Vos consignes —
**1.** Dans le texte sur les clients mystères, pourquoi le narrateur dit-il qu'il se sentait « enfin au cœur du dispositif du progrès » ? Répondez en une à trois phrases.
**2.** D'après le texte sur les clients mystères, quelle ville s'est convertie en un immense plateau de jeu ?
**3.** Poursuivez le texte sur les clients mystères à partir de sa dernière phrase.

Texte fourni —
Que faire quand on a abandonné la fac, que l’on est sans diplôme ni qualifications face à l’abîme social ?

Ne pas quitter la société de la notation, mais simplement passer de l’autre côté, devenir l’un de ces clients mystères qui évaluent les employés et les services à leur insu, repérant les couacs pour le compte d’entreprises. Le client mystère est en effet un outil stratégique ; il distribue les bonnes comme les mauvaises notes, inconscient des conséquences que ses avis auront pour les employés ainsi montrés du doigt. Les questionnements sont nombreux en matière d’éthique et Mathieu Lauverjat ne les élude pas.

 

Discrétion, abnégation, ubiquité, j’y ai vite pris goût à ce boulot mi-détective privé, mi-justicier du client roi. Et puisque dans ce monde standardisé de flux constants, il était essentiel de veiller à ce que chaque geste de service soit créateur de liens et essentiel au bien-être de chacun, je me sentais enfin au cœur du dispositif du progrès.

On a beau dire, critiquer, ça paie, cette combine.

 

Zélé, le narrateur entre vite dans les petits papiers d’Anne-Sophie de la société PMGT (je vous laisse imaginer ce que cache le sigle). Les missions s’enchaînent sans temps mort, avec prédictibilité pour lui et une lassitude grandissante pour moi, hélas.

 

Coiffeurs, barbiers, cafétérias, centres de soins, bijouteries, stations-service, boutiques d’aéroport.

 

Tout ou presque y passe et, oui, j’avoue m’être ennuyée ferme à la lecture de la litanie des missions qui lui sont confiées. Un sacré ressassement.

 

Lille s’est convertie en un plateau de jeu immense. De l’hygiène à l’accueil, de la réalisation de prestation jusqu’à l’ambiance, les points de vente, du bas de chez moi jusqu’au fond de Tourcoing se sont transformés en cases de Monopoly.

(Enregistrements extraits)

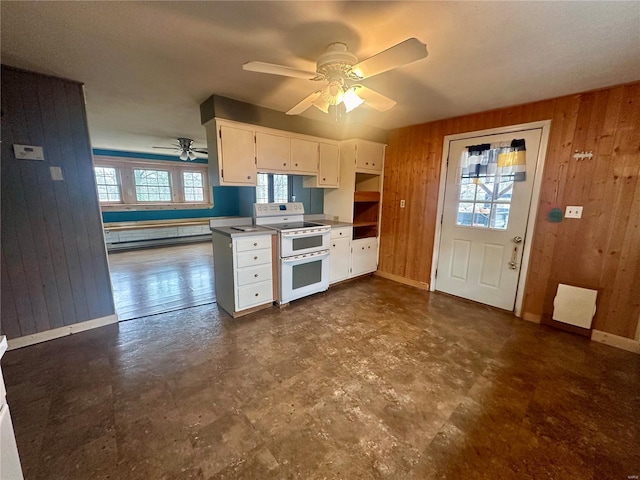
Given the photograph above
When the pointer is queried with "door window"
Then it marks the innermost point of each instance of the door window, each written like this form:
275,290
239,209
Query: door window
484,202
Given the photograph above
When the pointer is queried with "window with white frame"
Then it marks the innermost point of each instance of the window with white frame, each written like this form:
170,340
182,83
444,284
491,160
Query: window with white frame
132,184
272,187
108,184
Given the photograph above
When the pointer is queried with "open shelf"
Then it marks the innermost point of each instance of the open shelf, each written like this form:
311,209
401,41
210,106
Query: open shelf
360,196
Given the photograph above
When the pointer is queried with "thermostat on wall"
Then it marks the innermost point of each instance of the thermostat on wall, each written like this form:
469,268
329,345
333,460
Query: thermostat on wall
28,152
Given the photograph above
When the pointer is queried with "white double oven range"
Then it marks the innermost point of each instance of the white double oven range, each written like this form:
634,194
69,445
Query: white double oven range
303,249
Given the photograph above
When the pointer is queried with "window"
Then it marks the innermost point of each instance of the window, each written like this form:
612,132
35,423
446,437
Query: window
193,186
272,187
108,185
152,185
485,202
131,184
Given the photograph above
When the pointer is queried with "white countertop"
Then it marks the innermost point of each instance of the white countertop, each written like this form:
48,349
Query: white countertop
234,233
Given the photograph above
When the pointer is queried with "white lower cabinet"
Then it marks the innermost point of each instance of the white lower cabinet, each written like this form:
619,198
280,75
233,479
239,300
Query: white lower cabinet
364,256
339,260
243,272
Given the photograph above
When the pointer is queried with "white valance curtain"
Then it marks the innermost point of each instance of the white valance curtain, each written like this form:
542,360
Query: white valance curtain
504,160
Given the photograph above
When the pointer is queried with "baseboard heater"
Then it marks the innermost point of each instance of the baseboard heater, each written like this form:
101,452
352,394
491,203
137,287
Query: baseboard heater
157,242
574,306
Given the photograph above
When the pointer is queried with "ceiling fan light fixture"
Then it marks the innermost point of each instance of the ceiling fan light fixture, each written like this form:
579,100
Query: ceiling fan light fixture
321,104
333,93
351,100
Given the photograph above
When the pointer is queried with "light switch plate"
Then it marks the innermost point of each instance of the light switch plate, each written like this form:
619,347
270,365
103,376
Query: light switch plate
573,211
28,152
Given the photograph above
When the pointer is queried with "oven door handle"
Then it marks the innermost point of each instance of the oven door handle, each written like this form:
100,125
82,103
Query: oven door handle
297,258
304,234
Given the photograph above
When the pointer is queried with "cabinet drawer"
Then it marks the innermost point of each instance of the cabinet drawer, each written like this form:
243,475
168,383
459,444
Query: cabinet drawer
255,294
247,276
257,257
253,243
341,232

Vos réponses —
**1.** Dans ce monde standardisé de flux constants, il jugeait essentiel de veiller à ce que chaque geste de service crée des liens et soit essentiel au bien-être de chacun. Son travail de client mystère servait ce but.

**2.** Lille.

**3.**
Parce qu’elles répondent toujours à un schéma peu ou prou reproduit à l’identique, les incursions du narrateur dans les entreprises condamnent le roman à tourner en rond, en dépit de tours et détours en France incluant ma bonne ville de Toulouse, sa gare Matabiau et le cassoulet de Castelnaudary. Même les saillies loufoques, tantôt cyniques, tantôt absurdes, finissent par manquer leur cible tant elles sont « téléphonées ».

 

Le sujet est intéressant, je ne dirai pas le contraire, et il l’est d’autant plus qu’il reste peu documenté en littérature, alors qu’il l’est abondamment dans les essais. Il m’a amenée loin de ce que j’ai l’habitude de lire et m’a fait arpenter [un] territoire encore inconnu, en cela l’un des objectifs de la collection Scribes est atteint. Toutefois je regrette qu’il soit desservi par un propos maladroit en dépit d’une écriture en parfaite adéquation avec son sujet. Le roman transpire la langue de ce milieu-là, celui des start-ups de la start-up nation dont le Président français s’est fait le héraut en 2017 avec le résultat que l’on sait. On a affaire à un jargon bourré d’anglicismes et d’images qui se veulent inventives, mais s’usent à force d’être rabâchées. Et j’ai fini par ne plus écouter ce petit crincrin.

 

Sans rien dévoiler, disons que les derniers chapitres auraient gagné à ne pas épaissir le trait. Ce n’était vraiment pas utile, la situation était éloquente et visait juste. C’est d’autant plus dommage que le véritable moteur du roman — à mon avis, l’aliénation d’une vie sous emprise dans une société qui déshumanise les siens et les incite à une nouvelle forme de délation, insoucieuse de conséquences parfois effroyables — nous renvoie de plein fouet à notre quotidien dans une société d’une violence inouïe, parce qu’elle oublie/renie un peu plus chaque jour les valeurs cardinales.

 

J’étais tout à la fois tout le monde et plus personne.

 

Cette lecture m’a remis en tête la question qui tourne jusqu’à l’obsession dans Thésée sa vie nouvelle de Camille de Toledo (Éditions Verdier, 2020)

 

qui commet le meurtre d'un homme qui se tue ?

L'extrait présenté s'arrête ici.